— START Extracted text —

Breaking the cage

Ronnie Sandahl on the treatment of young footballers and Swedish Oscar submission Tigers

by Jennie Kermode

Tigers
Tigers

Martin Bengtsson was just 15 years old when he was first signed by a professional football club, Sweden’s Örebro SK. Two years later he was snapped up by Inter Milan. It seemed like a dream come true, but as Bengtsson went on to reveal in his autobiography, it was anything but. Now his story has been told on film by fellow Swede Ronnie Sandahl. Tigers is Sweden’s official submission to the 2022 Oscars.

When Ronnie and I met to talk about the film, I told him that the first thing I had thought of when watching it was the #MeToo movement. It doesn’t feature sexual abuse, but the success of that movement has led to the gradual emergence of conversations about other kinds of mistreatment, especially with regard to young people just starting out on careers in prestige industries. He tells me that he started work on the story several years before that movement began, but agrees that there’s a connection.

A hostile environment
A hostile environment

“ I think it informs the process in a way,” he says. “And I think it has become a part of a discussion, the film, especially in Sweden, where right now men are finally speaking out as well about abuse within the world of sports, but also the world of culture and entertainment. And I think it's hugely important. There's something extremely powerful in the #MeToo movement, that you could raise your hand and say ‘This happened to me, too.’ I mean, there's something so extremely human and valuable in that. And hopefully, film could also be a way of raising the question.”

It began he says, when he was 22 and had just published his first novel.

“That spring that I was not the only kid on the book tour. There was also this young footballer who had written this autobiography, called In The Shadow Of San Siro. That's how I met Martin Bengtsson. And at the time, I wanted to have this dream of making movies. And I was working with my first short film, as I was not at all in a position where I could put this story into the big screen. But on a drunk night out, we made a pact that he would say no to all the offers from various producers that wanted to put his story on the screen, and he would wait for me, for when I felt ready. And when I felt like I was good enough to make it, I would try to make it.

“So it's been with me for a while, and the strange thing is, it grew into more than just this movie. It also grew into an idea of making three films about sports and psychology, but also the political aspects. So Tigers became the second one, and the only one in this loose trilogy that I chose to direct. I think in a way they inform each other.”

I ask if there were difficult legal issues to negotiate in making a film like this, but he says that far from objecting to it, Inter Milan were supportive.

“I felt that they were quite generous. They acknowledge that this happened, and they let me into the players’ house to scout, and they let me into the training ground, but there was never, like, official cooperation. And I think that was good – that we were, you know, standing free and making the film what we wanted to make.”

— END Extracted text —

• [Challenges]
**A)** Which people does the interview about the film Tigers name? List each person once, by full name.
**B)** In the interview about Tigers, can you give the passage again, starting with "When Ronnie and" and going on through "there’s a connection.", but substitute "campaign" for "movement" each time it occurs?

— START Raw data —

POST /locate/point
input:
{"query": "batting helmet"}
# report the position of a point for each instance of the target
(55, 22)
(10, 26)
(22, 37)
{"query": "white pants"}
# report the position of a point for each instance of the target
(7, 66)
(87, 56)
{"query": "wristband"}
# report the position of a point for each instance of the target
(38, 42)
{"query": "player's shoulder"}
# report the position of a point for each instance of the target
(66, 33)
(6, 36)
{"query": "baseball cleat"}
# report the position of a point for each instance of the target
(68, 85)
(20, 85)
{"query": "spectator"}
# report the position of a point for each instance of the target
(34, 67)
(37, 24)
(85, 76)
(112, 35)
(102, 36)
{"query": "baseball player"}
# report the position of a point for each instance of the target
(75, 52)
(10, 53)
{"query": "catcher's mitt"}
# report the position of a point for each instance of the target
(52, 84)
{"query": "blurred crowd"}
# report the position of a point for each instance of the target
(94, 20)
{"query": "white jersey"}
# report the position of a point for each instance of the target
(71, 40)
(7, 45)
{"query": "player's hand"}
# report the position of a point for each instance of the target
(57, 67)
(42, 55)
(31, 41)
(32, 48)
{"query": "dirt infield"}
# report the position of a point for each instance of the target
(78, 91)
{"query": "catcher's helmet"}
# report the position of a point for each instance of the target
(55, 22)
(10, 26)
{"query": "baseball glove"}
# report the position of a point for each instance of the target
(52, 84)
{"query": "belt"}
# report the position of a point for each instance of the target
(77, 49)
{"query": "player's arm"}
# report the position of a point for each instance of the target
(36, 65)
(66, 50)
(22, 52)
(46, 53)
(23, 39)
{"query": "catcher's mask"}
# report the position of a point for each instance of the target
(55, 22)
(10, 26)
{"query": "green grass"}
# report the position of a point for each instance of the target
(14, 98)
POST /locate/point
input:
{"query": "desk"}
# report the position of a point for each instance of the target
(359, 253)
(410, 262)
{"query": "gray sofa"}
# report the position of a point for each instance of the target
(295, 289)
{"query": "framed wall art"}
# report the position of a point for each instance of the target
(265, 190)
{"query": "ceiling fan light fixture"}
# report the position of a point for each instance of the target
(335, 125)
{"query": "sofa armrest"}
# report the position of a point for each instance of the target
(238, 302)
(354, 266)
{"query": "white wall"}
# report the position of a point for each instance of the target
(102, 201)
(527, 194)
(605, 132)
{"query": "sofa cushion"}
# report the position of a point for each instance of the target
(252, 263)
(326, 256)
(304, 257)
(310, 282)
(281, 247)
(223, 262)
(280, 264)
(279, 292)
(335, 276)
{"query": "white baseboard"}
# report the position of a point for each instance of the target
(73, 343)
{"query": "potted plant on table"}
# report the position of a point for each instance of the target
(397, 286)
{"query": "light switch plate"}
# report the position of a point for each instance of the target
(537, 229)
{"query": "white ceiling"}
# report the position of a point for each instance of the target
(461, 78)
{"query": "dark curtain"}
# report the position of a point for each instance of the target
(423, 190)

— END Raw data —

• [Expected responses]
**A)** Ronnie Sandahl, Jennie Kermode, Martin Bengtsson

**B)**
When Ronnie and I met to talk about the film, I told him that the first thing I had thought of when watching it was the #MeToo campaign. It doesn’t feature sexual abuse, but the success of that campaign has led to the gradual emergence of conversations about other kinds of mistreatment, especially with regard to young people just starting out on careers in prestige industries. He tells me that he started work on the story several years before that campaign began, but agrees that there’s a connection.